WHAT THE TASK REQUIRES: Copy everything from the first of the lines below down to the one containing "[45,17,60,28]", keeping every line. Shift each bounding box coordinate by adding 93 to it.

>>

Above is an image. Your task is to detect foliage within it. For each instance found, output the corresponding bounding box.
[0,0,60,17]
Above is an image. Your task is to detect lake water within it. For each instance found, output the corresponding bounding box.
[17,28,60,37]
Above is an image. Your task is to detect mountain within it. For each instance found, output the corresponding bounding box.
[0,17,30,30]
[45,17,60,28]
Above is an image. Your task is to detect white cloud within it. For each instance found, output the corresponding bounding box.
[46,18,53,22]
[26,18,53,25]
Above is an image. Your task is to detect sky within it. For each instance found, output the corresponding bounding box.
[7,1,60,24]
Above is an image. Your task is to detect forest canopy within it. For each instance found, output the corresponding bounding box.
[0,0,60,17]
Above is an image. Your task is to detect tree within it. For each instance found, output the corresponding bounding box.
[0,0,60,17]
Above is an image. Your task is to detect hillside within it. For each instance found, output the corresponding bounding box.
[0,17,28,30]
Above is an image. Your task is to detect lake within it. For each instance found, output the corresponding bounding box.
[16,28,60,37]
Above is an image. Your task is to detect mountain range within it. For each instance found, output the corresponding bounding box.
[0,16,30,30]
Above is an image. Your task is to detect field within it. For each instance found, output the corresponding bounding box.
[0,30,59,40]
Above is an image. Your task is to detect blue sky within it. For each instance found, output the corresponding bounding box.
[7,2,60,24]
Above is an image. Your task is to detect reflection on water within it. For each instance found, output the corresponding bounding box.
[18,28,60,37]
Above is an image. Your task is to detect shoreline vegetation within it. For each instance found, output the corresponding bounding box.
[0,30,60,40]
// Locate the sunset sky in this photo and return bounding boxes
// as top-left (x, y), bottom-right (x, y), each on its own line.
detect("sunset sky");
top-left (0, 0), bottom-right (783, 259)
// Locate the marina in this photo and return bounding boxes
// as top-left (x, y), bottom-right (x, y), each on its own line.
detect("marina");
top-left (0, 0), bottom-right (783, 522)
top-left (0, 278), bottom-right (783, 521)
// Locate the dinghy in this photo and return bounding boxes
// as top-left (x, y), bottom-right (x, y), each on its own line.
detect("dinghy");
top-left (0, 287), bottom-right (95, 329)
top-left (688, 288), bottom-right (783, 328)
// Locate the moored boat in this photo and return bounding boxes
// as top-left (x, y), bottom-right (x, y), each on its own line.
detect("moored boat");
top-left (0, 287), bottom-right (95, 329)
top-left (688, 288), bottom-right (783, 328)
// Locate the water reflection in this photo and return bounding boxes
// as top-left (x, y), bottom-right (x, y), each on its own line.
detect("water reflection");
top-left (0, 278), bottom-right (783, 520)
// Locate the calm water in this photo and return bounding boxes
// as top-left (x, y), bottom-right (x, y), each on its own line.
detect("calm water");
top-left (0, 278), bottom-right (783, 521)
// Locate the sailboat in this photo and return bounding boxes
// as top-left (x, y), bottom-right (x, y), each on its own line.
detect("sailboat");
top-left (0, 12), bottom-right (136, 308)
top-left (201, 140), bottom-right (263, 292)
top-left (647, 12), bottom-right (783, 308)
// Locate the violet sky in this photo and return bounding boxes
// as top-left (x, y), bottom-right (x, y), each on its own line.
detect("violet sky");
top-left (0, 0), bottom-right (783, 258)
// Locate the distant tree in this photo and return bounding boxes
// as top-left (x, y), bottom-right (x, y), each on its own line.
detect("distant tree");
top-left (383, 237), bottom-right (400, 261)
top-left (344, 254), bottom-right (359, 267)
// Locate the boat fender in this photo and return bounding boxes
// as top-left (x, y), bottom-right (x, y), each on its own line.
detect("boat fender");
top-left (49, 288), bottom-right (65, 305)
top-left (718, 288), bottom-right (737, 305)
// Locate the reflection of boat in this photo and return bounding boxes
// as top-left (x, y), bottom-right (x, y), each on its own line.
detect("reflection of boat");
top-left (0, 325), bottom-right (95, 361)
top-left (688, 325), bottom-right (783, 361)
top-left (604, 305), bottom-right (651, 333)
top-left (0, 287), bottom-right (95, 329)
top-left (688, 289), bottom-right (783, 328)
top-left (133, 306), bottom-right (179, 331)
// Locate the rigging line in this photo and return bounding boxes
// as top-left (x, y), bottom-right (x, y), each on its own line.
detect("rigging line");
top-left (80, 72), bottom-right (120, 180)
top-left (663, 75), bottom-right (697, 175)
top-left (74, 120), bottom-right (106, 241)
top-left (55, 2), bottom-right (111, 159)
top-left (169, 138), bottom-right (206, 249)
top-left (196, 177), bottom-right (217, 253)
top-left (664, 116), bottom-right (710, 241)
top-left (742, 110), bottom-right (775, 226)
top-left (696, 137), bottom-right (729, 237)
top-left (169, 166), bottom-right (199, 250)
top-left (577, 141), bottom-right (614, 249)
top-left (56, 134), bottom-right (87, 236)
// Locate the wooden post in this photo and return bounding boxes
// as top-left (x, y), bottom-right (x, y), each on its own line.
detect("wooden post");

<<

EXERCISE OUTPUT:
Above is an image. Your task is to detect foliage within it. For each instance found, output the corresponding bounding box.
[93,93,153,110]
Above is an image. Your task is to detect lake water within it. For each instance found, output the corresponding bounding box.
[110,121,153,130]
Above is an image. Your task is to detect mountain within it. For each instance found, output the corresponding bounding box.
[93,110,123,123]
[138,110,153,121]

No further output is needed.